TASK OBJECTIVE:
Reproduce exactly the lines from the line containing "the blue sky" through the end of the records below, including both ends, and nothing else.

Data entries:
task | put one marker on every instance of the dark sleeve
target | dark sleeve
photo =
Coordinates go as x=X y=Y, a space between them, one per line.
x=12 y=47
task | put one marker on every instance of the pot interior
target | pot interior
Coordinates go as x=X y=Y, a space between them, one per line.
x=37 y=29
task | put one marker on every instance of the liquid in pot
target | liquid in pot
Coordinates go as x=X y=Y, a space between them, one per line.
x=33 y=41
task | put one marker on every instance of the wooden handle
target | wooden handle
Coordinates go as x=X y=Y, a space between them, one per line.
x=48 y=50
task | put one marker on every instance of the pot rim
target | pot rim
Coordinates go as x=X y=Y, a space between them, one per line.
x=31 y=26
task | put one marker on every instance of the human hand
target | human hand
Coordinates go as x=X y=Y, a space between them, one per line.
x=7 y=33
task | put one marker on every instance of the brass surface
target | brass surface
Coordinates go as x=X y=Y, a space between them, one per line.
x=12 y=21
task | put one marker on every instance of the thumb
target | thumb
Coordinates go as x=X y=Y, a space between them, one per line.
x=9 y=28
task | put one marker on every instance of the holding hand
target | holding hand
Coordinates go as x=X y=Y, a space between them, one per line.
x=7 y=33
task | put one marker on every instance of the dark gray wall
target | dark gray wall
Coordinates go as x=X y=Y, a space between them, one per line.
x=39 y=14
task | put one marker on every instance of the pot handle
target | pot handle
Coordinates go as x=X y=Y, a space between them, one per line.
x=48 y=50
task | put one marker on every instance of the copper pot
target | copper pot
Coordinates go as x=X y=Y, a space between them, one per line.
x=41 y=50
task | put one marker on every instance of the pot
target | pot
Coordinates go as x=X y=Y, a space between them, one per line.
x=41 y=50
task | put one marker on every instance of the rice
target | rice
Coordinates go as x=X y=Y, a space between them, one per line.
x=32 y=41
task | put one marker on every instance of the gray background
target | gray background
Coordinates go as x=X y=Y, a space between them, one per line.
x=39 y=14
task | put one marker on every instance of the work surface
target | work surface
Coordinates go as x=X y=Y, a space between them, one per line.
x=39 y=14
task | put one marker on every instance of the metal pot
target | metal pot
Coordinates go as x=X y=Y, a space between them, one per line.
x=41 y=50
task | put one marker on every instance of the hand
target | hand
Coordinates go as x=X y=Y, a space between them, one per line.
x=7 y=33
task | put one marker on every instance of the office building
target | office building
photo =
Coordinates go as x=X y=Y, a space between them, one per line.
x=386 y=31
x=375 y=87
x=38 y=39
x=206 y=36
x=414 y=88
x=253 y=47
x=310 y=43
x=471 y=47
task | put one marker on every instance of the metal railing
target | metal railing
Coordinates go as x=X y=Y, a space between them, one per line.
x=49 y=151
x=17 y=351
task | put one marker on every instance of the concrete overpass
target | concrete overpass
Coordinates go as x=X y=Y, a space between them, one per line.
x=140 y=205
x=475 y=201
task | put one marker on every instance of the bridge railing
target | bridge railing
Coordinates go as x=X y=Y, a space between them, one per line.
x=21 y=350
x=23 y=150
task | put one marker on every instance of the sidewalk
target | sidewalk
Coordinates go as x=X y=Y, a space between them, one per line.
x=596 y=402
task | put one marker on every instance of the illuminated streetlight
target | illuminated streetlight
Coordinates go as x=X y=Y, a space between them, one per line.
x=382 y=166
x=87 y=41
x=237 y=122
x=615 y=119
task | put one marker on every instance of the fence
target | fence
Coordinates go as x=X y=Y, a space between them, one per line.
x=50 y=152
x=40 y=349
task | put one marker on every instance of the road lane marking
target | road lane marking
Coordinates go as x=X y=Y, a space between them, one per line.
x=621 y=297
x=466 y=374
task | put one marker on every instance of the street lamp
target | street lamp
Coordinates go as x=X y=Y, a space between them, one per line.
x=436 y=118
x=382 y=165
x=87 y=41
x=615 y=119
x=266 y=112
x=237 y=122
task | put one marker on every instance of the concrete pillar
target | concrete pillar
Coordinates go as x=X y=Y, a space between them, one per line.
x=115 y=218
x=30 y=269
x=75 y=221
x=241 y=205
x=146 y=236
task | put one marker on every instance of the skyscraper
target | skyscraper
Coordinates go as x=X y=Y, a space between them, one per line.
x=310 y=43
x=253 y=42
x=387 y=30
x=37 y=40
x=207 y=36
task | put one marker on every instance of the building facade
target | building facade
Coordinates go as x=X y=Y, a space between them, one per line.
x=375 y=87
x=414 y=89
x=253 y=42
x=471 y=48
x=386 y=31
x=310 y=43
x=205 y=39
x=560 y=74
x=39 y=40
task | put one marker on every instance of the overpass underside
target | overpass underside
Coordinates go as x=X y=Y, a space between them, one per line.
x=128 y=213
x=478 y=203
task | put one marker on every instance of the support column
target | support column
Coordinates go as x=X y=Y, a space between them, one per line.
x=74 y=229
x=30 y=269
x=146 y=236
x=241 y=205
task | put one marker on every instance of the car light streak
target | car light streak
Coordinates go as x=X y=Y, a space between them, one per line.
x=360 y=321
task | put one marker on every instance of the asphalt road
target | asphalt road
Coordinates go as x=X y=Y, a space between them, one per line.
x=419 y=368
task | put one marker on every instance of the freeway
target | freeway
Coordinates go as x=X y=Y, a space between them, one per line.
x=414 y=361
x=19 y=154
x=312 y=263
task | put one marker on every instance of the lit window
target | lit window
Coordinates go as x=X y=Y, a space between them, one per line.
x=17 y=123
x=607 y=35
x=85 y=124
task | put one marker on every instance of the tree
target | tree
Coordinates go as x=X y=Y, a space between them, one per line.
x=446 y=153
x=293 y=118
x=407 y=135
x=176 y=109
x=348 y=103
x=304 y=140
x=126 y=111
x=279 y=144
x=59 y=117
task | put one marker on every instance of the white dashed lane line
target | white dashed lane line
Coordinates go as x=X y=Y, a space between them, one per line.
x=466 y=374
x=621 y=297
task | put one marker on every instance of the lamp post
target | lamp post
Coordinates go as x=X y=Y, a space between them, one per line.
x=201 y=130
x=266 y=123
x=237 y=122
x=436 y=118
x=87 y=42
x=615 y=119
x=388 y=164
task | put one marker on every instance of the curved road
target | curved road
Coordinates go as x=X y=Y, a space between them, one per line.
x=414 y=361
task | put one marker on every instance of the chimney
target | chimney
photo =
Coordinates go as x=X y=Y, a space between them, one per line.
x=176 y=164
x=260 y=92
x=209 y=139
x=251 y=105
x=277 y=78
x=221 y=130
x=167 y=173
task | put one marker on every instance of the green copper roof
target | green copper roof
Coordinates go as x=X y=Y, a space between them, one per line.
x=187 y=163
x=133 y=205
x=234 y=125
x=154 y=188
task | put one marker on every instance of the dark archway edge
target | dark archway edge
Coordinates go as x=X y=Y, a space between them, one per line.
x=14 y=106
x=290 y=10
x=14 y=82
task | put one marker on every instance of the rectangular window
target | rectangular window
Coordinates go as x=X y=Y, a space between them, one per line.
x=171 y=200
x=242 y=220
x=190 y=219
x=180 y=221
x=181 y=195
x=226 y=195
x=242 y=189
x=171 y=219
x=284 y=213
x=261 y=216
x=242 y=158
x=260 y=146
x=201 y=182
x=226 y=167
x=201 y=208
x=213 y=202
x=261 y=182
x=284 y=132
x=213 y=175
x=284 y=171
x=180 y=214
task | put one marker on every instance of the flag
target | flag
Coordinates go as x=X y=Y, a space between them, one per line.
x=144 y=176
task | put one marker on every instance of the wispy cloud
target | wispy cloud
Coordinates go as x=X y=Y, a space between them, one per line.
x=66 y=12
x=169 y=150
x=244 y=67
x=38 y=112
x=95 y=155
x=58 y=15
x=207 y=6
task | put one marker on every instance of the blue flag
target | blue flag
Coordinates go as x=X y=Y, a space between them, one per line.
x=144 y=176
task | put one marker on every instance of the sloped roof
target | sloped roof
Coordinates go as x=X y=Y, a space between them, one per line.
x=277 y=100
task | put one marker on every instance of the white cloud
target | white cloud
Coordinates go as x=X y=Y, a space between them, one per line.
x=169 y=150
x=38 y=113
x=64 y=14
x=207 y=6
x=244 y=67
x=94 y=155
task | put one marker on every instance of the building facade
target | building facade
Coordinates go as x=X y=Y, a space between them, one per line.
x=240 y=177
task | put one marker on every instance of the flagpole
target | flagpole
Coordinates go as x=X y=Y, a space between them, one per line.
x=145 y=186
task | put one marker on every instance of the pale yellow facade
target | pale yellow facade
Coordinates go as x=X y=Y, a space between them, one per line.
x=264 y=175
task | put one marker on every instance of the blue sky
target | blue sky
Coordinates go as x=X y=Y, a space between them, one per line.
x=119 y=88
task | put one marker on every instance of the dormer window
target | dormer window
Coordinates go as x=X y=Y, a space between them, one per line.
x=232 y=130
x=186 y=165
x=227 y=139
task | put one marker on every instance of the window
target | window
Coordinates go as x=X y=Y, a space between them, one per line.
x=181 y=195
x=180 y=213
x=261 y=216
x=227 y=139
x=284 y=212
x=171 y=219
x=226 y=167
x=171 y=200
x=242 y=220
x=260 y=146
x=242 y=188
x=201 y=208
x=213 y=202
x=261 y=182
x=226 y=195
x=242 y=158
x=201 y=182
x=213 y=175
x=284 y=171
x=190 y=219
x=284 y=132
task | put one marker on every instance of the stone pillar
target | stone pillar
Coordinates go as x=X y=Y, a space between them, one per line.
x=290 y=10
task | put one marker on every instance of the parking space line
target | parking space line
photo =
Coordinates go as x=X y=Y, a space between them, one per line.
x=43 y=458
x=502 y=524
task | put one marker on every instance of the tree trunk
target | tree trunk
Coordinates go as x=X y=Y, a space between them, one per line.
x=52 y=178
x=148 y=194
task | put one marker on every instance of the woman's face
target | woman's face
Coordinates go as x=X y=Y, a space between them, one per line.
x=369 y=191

CORRECT OUTPUT:
task | put one marker on every instance of the blue sky
target | blue sky
Coordinates go as x=X y=Y, a space between them, one per line.
x=119 y=88
task | put one marker on every instance of the dormer window
target | dormer window
Coordinates go as x=X y=Y, a space between them, one per line.
x=232 y=130
x=186 y=165
x=227 y=139
task | put one marker on every instance of the window
target | window
Coordinates go as x=X y=Y, a space between them, one per line.
x=181 y=195
x=180 y=213
x=261 y=216
x=227 y=139
x=284 y=212
x=171 y=219
x=226 y=167
x=171 y=200
x=242 y=220
x=260 y=146
x=242 y=188
x=201 y=208
x=213 y=202
x=261 y=182
x=226 y=195
x=242 y=158
x=201 y=182
x=213 y=175
x=284 y=171
x=190 y=219
x=284 y=132
task | put one marker on every instance of the stone pillar
target | stone pillar
Coordinates go as x=X y=Y, a space between them, one per line.
x=290 y=10
task | put one marker on every instance of the parking space line
target | parking space line
photo =
Coordinates go as x=X y=Y, a space between them, one per line.
x=43 y=458
x=502 y=524
task | put one marker on every instance of the tree trunk
target | tree trunk
Coordinates go as x=X y=Y, a space between them, one per line.
x=52 y=178
x=148 y=194
task | put one marker on every instance of the woman's face
target | woman's face
Coordinates go as x=X y=Y, a space between them, one per line.
x=369 y=191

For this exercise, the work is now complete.